[Dataset rows showing where objects appear]
________________

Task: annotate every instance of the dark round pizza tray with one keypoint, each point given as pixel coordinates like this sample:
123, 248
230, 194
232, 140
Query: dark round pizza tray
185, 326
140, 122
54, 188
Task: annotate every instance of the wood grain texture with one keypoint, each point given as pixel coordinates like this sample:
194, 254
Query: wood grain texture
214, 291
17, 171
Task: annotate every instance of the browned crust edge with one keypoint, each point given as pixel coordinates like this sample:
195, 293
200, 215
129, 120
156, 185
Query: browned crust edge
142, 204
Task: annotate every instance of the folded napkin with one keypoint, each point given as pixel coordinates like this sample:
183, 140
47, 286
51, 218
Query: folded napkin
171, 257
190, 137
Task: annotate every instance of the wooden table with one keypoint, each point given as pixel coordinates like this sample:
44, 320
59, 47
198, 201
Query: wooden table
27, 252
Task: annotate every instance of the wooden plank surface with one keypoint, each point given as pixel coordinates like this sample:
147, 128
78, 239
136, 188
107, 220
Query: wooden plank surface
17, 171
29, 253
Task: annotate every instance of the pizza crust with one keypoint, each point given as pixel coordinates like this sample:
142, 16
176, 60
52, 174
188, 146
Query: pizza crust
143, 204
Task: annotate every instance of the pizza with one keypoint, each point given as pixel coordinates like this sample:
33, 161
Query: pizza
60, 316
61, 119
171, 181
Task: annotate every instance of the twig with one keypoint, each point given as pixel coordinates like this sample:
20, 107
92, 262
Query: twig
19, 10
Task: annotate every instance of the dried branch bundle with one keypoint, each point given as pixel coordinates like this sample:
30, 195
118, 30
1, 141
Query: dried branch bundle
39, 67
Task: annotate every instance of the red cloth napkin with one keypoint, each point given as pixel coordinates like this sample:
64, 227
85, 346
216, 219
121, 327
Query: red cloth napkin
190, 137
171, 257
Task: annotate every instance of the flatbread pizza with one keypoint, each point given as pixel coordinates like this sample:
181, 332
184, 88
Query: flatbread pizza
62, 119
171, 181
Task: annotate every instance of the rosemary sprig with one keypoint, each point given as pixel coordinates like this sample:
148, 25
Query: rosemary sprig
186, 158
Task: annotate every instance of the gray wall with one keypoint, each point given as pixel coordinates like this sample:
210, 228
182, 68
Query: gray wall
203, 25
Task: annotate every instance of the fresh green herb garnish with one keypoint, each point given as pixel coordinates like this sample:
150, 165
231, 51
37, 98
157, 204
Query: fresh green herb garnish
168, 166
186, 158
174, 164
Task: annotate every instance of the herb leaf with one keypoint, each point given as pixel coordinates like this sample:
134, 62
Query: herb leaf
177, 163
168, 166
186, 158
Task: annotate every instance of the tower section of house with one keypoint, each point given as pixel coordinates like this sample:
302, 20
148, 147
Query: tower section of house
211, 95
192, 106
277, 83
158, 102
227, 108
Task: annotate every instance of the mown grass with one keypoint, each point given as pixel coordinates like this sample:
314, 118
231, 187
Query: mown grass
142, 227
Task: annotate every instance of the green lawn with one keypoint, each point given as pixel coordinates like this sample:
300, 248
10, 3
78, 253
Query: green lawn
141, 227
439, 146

________________

▶ GIVEN EXERCISE
Write out every one of the lines above word for word, with nothing changed.

▶ RESPONSE TO THE EXERCISE
Task: annotate every instance of the dark round pizza tray with one keypoint, each point given as pixel coordinates like this sample:
123, 248
230, 194
232, 140
Query: dark round pizza tray
185, 326
140, 122
54, 188
Task: annotate every instance of the wood grain texture with one keypoint, each point given as pixel coordinates like this sample:
194, 254
Query: wood grain texture
214, 291
17, 171
Task: annotate every instance of the browned crust edge with one keypoint, each point given as pixel coordinates like this sample:
195, 293
200, 215
129, 120
156, 185
Query: browned crust edge
142, 204
Task: annotate every instance of the folded napkin with one keypoint, each point given as pixel coordinates like this sample:
183, 140
47, 286
51, 218
Query: folded napkin
171, 257
190, 137
Task: annotate every instance of the wooden table with one keypoint, each point given as pixel coordinates like this sample:
44, 320
59, 47
198, 201
Query: wooden table
27, 252
Task: annotate every instance of the wooden plank surface with one keypoint, each point given as pixel coordinates like this sample:
147, 128
78, 239
136, 188
107, 220
Query: wooden plank surface
17, 171
29, 253
Task: annotate every instance of the pizza crust with one keypoint, each point given as pixel coordinates like this sample:
142, 16
176, 60
52, 174
188, 146
Query: pizza crust
143, 204
Task: annotate every instance of the pizza with one keypoint, each point given as pixel coordinates like this sample:
33, 161
Query: pizza
60, 316
61, 119
171, 181
Task: annotate every instance of the twig with one keypoint, each point given as pixel coordinates like this sample:
20, 107
92, 262
Query: twig
19, 10
Task: annotate every instance of the dried branch bundle with one keypoint, each point given as pixel coordinates like this sample:
30, 195
118, 30
1, 141
Query: dried branch bundle
39, 67
Task: annotate every instance of the red cloth napkin with one keypoint, each point given as pixel coordinates like this sample:
64, 227
85, 346
216, 219
121, 327
Query: red cloth napkin
190, 137
171, 257
Task: annotate every instance of the flatbread pizza with one keypoint, each point given as pixel coordinates like this sample:
181, 332
184, 88
Query: flatbread pizza
62, 119
171, 181
Task: annotate every instance of the rosemary sprig with one keypoint, each point given as pixel coordinates like this sample:
148, 25
Query: rosemary sprig
186, 158
Task: annotate every instance of the gray wall with one keypoint, each point given as pixel coordinates like this sample:
210, 228
182, 68
Query: gray wall
203, 25
Task: annotate every instance of the fresh green herb garnish with one keypoint, each point given as pixel coordinates like this sample:
150, 165
231, 51
37, 98
157, 204
Query: fresh green herb garnish
168, 166
186, 158
174, 164
Task: annotate every instance of the herb leaf with one keypoint, each point given as pixel coordinates like this sample:
134, 62
Query: herb leaf
177, 163
168, 166
186, 158
Task: annotate every instance of the tower section of house with one keypoint, each point given as pixel coordinates like this sample:
302, 20
148, 147
Query: tower section of house
211, 95
192, 106
277, 83
158, 102
227, 108
Task: annotate every instance of the mown grass with one keypoint, each point given as pixel coordinates like this sample:
314, 118
231, 187
Query: mown grass
142, 227
Task: annotate every instance of the green lawn with one keypoint, each point given as pixel coordinates like this sample:
300, 248
10, 3
78, 253
Query: green lawn
141, 227
439, 146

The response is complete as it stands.